## Using the information
a) Please reproduce the part of the news excerpt below, starting with "Sergei Sokolov, deputy" and going on through "and immune systems.".
b) In the news excerpt below, what date did Judge Yevgeny Zubov set for the next hearing?

[Text excerpt]

Judge Yevgeny Zubov rejected an appeal by Politkovskaya's family to postpone
the trial until the lawyer, Karina Moskalenko, returned to Moscow and to set the
next hearing for Nov. 17.
Moskalenko vowed not to miss the hearing. "I'm going to be at Anna
Politkovskaya's trial on Nov. 17. Nothing will prevent me again," she said by
telephone from Strasbourg, where she lives part time, working as a civil rights
lawyer at the International Court for Human Rights.
Moskalenko said she could not attend Wednesday because she had to wait for
the results of a French police investigation into whether there had been an
attempt to poison her. "We found something suspicious in the car, and we called
the police. I cannot give any more information until the police report back,"
she said.
Sergei Sokolov, deputy editor at Novaya Gazeta, where Politkovskaya had
worked, said Moskalenko went to the Strasbourg police on Tuesday after feeling
ill for several days and then finding a mercury-like substance under the floor
mats of her car.
He described her symptoms as weakness, nausea, coughing, headaches and
swelling. A doctor examined and released her, he said.
French police are expected to disclose the results of their investigation and
a test of the substance Friday, he said.
"People do not put mercury in your car to improve your health," Moskalenko
told Ekho Moskvy radio later Wednesday.
Inhaling mercury vapors for a long time can damage the brain, heart, lungs,
kidneys, nervous and immune systems.
Moskalenko's husband, a chemist, found "about 10 little pellets of liquid
metal" on the floor of both the driver and passenger sides of the car on Sunday,
Le Figaro reported Wednesday, citing a source close to the investigation. "It
seems the quantity of the metal was not enough to cause severe health problems,"
the source said.
Moskalenko's son, Rodion, said by telephone from Strasbourg that he, his
brother and father felt fine.

[/Text excerpt]
[Entries provided]

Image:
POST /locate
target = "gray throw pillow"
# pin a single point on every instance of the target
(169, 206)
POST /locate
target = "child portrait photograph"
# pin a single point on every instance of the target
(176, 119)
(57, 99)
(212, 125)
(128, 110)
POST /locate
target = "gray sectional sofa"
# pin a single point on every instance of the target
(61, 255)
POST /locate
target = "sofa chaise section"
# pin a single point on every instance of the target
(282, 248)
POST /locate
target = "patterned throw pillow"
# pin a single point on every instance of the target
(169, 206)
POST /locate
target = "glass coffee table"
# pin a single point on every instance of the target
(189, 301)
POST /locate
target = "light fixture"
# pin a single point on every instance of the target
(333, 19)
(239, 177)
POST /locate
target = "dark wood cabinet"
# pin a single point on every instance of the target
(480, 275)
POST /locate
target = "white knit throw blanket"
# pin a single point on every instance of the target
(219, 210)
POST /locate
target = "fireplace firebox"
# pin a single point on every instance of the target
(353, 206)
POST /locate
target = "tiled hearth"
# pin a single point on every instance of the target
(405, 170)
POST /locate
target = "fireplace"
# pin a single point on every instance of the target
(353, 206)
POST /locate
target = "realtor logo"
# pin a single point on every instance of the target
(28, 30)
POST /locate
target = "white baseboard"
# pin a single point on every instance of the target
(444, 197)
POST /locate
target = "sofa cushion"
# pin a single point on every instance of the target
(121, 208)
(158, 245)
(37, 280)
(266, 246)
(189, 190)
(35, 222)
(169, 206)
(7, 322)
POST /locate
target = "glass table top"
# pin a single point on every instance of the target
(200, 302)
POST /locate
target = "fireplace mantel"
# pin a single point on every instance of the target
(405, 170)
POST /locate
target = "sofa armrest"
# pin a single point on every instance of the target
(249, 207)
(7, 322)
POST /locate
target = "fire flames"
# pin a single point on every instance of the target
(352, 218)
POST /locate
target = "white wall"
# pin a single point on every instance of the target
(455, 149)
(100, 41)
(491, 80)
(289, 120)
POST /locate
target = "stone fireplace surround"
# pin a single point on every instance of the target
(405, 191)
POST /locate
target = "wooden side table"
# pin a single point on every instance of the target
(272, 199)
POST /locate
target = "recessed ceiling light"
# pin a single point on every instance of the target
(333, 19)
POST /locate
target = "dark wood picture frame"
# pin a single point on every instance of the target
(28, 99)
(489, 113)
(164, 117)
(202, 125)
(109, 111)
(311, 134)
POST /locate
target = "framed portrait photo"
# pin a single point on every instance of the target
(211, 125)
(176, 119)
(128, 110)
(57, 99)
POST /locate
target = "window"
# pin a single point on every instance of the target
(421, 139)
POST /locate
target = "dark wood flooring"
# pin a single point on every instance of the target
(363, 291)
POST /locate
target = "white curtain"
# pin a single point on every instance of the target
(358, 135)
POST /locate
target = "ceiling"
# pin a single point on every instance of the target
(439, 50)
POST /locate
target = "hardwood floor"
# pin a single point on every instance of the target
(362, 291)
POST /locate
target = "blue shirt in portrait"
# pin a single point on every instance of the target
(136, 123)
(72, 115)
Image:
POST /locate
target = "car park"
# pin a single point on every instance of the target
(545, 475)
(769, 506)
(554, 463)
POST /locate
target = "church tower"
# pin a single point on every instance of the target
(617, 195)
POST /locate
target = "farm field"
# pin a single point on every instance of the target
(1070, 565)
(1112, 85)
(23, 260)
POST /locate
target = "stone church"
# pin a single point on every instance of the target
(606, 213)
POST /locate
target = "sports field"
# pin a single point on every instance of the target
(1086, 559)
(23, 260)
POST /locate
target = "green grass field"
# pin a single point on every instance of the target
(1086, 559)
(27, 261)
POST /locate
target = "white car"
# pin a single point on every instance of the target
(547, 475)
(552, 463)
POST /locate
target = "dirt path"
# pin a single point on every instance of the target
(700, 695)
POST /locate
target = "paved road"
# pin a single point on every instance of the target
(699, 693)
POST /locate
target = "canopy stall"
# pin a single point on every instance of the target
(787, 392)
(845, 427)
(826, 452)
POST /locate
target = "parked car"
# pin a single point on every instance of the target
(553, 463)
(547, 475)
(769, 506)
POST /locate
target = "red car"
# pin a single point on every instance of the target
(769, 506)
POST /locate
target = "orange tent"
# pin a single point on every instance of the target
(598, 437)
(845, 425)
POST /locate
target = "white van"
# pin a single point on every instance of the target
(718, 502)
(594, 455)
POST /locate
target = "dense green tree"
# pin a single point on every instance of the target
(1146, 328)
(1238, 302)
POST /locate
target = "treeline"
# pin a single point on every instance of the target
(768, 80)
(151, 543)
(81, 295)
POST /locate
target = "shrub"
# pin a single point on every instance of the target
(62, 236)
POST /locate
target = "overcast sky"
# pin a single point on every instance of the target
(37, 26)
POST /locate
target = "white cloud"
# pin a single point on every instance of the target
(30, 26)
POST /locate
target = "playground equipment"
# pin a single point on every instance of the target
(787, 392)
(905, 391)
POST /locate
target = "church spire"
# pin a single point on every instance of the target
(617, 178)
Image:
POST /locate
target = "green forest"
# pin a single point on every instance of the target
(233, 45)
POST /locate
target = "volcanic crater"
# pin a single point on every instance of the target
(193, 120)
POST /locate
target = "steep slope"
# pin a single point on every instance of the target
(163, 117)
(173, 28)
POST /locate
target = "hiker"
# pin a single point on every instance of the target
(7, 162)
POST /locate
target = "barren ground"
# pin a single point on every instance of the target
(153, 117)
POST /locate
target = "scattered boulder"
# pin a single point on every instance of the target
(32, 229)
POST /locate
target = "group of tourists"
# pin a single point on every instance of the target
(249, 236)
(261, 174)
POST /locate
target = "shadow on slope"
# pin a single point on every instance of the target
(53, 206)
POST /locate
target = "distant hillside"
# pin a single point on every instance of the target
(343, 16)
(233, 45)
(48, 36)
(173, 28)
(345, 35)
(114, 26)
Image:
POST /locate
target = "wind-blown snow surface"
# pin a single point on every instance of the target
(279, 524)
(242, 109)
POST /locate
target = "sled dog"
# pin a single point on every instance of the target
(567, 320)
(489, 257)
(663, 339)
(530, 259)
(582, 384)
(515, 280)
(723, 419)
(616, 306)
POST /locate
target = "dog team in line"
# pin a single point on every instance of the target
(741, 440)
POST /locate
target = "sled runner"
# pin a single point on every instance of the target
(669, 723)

[/Entries provided]

## Exercise responses
a)
Sergei Sokolov, deputy editor at Novaya Gazeta, where Politkovskaya had
worked, said Moskalenko went to the Strasbourg police on Tuesday after feeling
ill for several days and then finding a mercury-like substance under the floor
mats of her car.
He described her symptoms as weakness, nausea, coughing, headaches and
swelling. A doctor examined and released her, he said.
French police are expected to disclose the results of their investigation and
a test of the substance Friday, he said.
"People do not put mercury in your car to improve your health," Moskalenko
told Ekho Moskvy radio later Wednesday.
Inhaling mercury vapors for a long time can damage the brain, heart, lungs,
kidneys, nervous and immune systems.

b) Nov. 17